* Source records:
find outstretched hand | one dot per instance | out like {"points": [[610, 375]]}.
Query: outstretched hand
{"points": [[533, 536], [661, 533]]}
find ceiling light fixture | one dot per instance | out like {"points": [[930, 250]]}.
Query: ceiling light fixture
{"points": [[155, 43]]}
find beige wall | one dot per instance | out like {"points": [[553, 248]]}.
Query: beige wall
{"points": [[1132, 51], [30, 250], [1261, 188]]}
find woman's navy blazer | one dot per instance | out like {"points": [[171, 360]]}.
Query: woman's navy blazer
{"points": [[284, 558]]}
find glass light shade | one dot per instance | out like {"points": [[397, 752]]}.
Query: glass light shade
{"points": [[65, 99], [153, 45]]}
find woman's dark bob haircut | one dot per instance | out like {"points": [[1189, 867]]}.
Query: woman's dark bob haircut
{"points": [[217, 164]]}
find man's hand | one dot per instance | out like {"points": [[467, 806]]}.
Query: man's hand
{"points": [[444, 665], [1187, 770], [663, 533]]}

* Exercise instructions: Copy exactly the lines above, starting at the opening line and finishing at the line in which "find woman's navy" occurs.

* Answer space:
find outstretched hand | one dot per instance | out like {"points": [[610, 375]]}.
Query: outstretched hand
{"points": [[533, 536], [661, 533]]}
find ceiling light fixture | one dot per instance | out like {"points": [[930, 250]]}.
Query: ceiling light fixture
{"points": [[155, 43]]}
find beige wall | one dot per instance | out like {"points": [[553, 248]]}.
Query: beige wall
{"points": [[1132, 51], [30, 250], [1261, 188]]}
find woman's navy blazer | one dot per instance | out like {"points": [[171, 360]]}.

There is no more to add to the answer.